---------- Исходный текст
В XV в. традиции были куда более устойчивыми, чем в наше время. Люди поддерживали привычное, проверенное. Еще не было переменчивых капризов моды. Внучка щеголяла в праздничных нарядах, заботливо сохраненных в сундуках от бабушки, и была довольна. Правители не ломали головы над реформами. Если система управления хорошо работала вчера, она будет работать и завтра. И все-таки перемены на Руси происходили. Кое-что перенимали у татар, греков, из западных стран. Причем не только полезное. В Пскове во время эпидемии оспы кто-то в панике вспомнил, как объясняли мор в европейских странах – дескать, виноваты ведьмы. Поступили чисто по-европейски, признали ведьмами 12 женщин и сожгли. Впрочем, подобные случаи остались единичными, распространения они не получили.
Внедрялись технические новинки. При Василии I ученый сербский монах Лазарь изготовил в Москве первые часы. В войсках все шире применяли пушки. Хотя специалистов в этой области было мало. Нередко один и тот же мастер занимался отливкой пушек, а на войне служил наводчиком, остальные артиллеристы лишь выполняли его указания (аналогичное положение было и в европейских армиях).
Происходили постепенные изменения и в государственных структурах. Выделились профессиональные чиновники, дьяки и подьячие. Но и в армии стали ориентироваться на профессионалов. Русь уже четверть века не вела больших войн. Выводить летом войска на рубеж Оки давно перестали. Это обходилось дорого, а необходимости вроде не было. Ослабевшие ордынцы не предпринимали масштабных набегов, а с мелкими бандами могли бороться местные отряды. Правительство приноровилось поступать, как в Литве – поручало оборону удельным князьям и наместникам. Но неурядицы в царствование Василия II расшатали власть, воевод никто не контролировал.
Пехотные городские полки поддерживали боеспособность только в приграничных районах, где действительно грозила опасность. В прочих городах деньги, отпущенные на войско, направлялись на иные нужды или в карман наместника. Подготовку ратников забросили. Оружие не ремонтировали, оно разворовывалось или ржавело без присмотра в кладовых. А трагедия московских ополченцев на Клязьме, казалось бы, подтвердила – городские полки ничего не стоят. Основой армии оставались конные дружины удельных князей и бояр. На первый взгляд, это выглядело целесообразным. Коннице сподручнее гоняться за татарами, она может быстро собраться в общее войско, а казна не несет расходов, каждый командир содержит свой отряд.
--------------------
---------- Представленные данные
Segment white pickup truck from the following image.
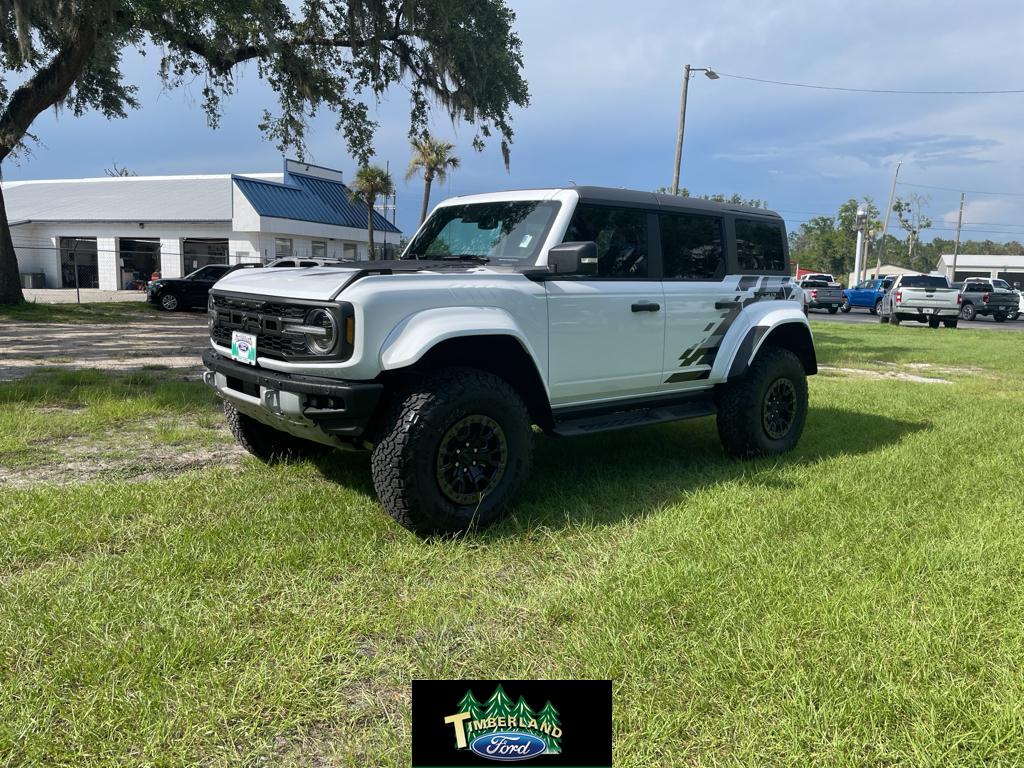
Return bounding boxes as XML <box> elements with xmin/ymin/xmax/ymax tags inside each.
--------------------
Кто, согласно исходному тексту, изготовил в Москве первые часы?

▶ Результат: Ученый сербский монах Лазарь при Василии I.